WHAT TO WORK ON: Write out the whole listing word for word.

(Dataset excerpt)
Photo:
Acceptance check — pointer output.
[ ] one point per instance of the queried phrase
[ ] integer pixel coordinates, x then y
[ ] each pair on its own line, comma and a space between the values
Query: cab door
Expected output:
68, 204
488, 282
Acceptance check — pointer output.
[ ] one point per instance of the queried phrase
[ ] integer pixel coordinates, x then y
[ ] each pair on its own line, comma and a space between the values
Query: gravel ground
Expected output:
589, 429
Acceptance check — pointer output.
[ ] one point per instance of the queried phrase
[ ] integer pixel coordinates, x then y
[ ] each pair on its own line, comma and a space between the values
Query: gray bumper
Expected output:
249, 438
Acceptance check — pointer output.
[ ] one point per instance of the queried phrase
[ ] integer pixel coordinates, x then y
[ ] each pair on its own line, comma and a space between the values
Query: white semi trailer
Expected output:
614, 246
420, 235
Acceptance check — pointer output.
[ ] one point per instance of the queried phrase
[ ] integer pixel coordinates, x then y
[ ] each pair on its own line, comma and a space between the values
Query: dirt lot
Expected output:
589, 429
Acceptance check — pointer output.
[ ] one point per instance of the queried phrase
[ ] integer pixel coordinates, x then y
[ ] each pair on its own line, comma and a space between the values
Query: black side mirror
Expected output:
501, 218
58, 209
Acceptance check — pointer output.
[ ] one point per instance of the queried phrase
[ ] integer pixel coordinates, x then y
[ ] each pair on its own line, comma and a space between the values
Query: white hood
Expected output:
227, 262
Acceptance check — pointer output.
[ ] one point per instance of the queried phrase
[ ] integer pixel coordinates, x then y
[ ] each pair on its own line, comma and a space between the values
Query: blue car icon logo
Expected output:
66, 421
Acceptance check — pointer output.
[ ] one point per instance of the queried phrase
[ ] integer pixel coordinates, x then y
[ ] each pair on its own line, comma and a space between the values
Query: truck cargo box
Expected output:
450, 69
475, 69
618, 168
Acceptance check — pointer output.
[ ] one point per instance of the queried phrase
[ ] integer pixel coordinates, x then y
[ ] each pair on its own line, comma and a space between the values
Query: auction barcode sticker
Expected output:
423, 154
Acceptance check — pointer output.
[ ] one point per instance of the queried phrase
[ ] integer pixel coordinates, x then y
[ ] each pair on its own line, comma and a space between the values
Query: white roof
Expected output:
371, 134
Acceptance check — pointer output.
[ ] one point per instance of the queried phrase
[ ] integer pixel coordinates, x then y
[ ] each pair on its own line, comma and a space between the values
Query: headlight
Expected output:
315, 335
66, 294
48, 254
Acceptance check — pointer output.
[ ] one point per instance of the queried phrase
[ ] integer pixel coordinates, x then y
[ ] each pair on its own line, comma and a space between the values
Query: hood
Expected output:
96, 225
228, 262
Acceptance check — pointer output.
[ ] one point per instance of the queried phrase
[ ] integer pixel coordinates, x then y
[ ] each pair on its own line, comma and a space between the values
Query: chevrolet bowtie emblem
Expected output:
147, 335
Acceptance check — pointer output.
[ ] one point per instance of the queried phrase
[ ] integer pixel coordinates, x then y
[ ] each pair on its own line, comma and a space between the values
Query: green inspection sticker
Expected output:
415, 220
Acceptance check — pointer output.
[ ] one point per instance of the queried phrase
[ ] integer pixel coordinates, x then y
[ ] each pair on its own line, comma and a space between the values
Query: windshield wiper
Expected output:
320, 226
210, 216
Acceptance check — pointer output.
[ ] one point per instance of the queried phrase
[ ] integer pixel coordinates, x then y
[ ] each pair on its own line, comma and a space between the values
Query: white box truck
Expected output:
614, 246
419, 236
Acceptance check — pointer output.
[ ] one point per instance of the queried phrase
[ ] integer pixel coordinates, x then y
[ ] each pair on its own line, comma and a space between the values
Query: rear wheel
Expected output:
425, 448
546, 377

RESPONSE TO THIS TASK:
Photo:
Acceptance check — pointer output.
[ ] one point per instance of the queried phrase
[ ] integer pixel coordinates, x then y
[ ] each pair on its own line, comma and a space between the values
Query: cab door
Expected output:
68, 204
488, 282
Acceptance check — pointer output.
[ ] one point per instance of the queried phrase
[ ] integer pixel coordinates, x then y
[ ] each pair on its own line, comma and a space between the values
Query: gravel ground
Expected output:
589, 429
Acceptance check — pointer output.
[ ] one point per instance of the queried phrase
[ ] integer pixel coordinates, x then y
[ ] each pair on its own line, comma and a space between the values
Query: gray bumper
Expected output:
249, 438
Acceptance check — pointer output.
[ ] one point per instance of the queried phrase
[ ] integer pixel coordinates, x then y
[ ] each pair on its own line, comma and a space between the values
Query: white semi trailer
Expected output:
614, 246
420, 235
Acceptance check — pointer output.
[ ] one point per instance of the queried phrase
[ ] integer pixel coordinates, x then y
[ ] each pair on its own line, comma and a space between the values
Query: dirt lot
Expected output:
589, 429
Acceptance check — pointer output.
[ ] one point per instance of the queried phrase
[ ] integer pixel coordinates, x then y
[ ] each pair on its own line, comma and a space between the values
Query: black side mirror
Expected output:
501, 218
58, 209
Acceptance check — pointer output.
[ ] one point per instance of the queried phrase
[ ] integer pixel coordinates, x then y
[ ] each pair on its own line, comma and a space between the values
Query: white hood
Expected output:
227, 262
Acceptance check — pointer output.
[ ] one point per instance of the queried phrase
[ ] integer pixel coordinates, x then y
[ ] each pair on its own line, comma and a space between the values
Query: blue car icon logo
Expected output:
66, 421
Acceptance check — pointer output.
[ ] one point per instance of the queried phrase
[ ] integer pixel coordinates, x then y
[ ] each pair on its own line, comma and a space between the values
Query: truck cargo box
Expected output:
450, 69
475, 69
618, 168
Acceptance check — pointer output.
[ ] one point per instance of the queried phrase
[ ] integer pixel coordinates, x then y
[ ] each pair on its own line, comma and a space between the values
Query: auction barcode sticker
Expected output:
423, 154
Acceptance check — pointer output.
[ ] one point per instance of the queried phrase
[ ] integer pixel coordinates, x then y
[ ] each pair on its own line, comma and a space between the values
Query: white roof
Expected output:
371, 134
Acceptance check — pointer output.
[ ] one point per instance of the queried phrase
[ ] integer pixel coordinates, x then y
[ ] each pair on its own line, comma and a space between the values
Query: headlight
Expected output:
315, 335
66, 294
48, 254
Acceptance check — pointer output.
[ ] one point per instance of the queried phrase
[ ] integer pixel coordinates, x then y
[ ] each pair on its own line, comma and a space between the values
Query: hood
Expected output:
96, 225
228, 262
Acceptance check — pointer output.
[ ] one point per instance of the queried phrase
[ ] integer pixel coordinates, x then y
[ ] each pair on its own line, comma and a space between the values
Query: chevrolet bowtie emblem
Expected output:
147, 335
Acceptance check — pointer output.
[ ] one point per instance of the queried phrase
[ ] integer pixel coordinates, x then y
[ ] each pair on its own line, comma and a space between the values
Query: green inspection sticker
Expected output:
415, 220
Acceptance check — pointer output.
[ ] one point per instance of the queried phrase
[ ] integer pixel coordinates, x then y
[ ] each pair on its own line, comma and a space between the values
Query: windshield wiper
Expected output:
320, 226
210, 216
Acceptance check — pointer output.
[ ] one point per instance of the queried phrase
[ ] integer pixel coordinates, x then y
[ ] each pair on its own line, comma and a space between the values
Query: white box truck
Expected output:
614, 246
419, 236
Acceptance check — pointer output.
[ ] one point per instance of the queried phrase
[ ] integer pixel coordinates, x then y
[ ] each pair on its own line, comma and a space between the values
Query: rear wheel
Expected output:
425, 448
546, 377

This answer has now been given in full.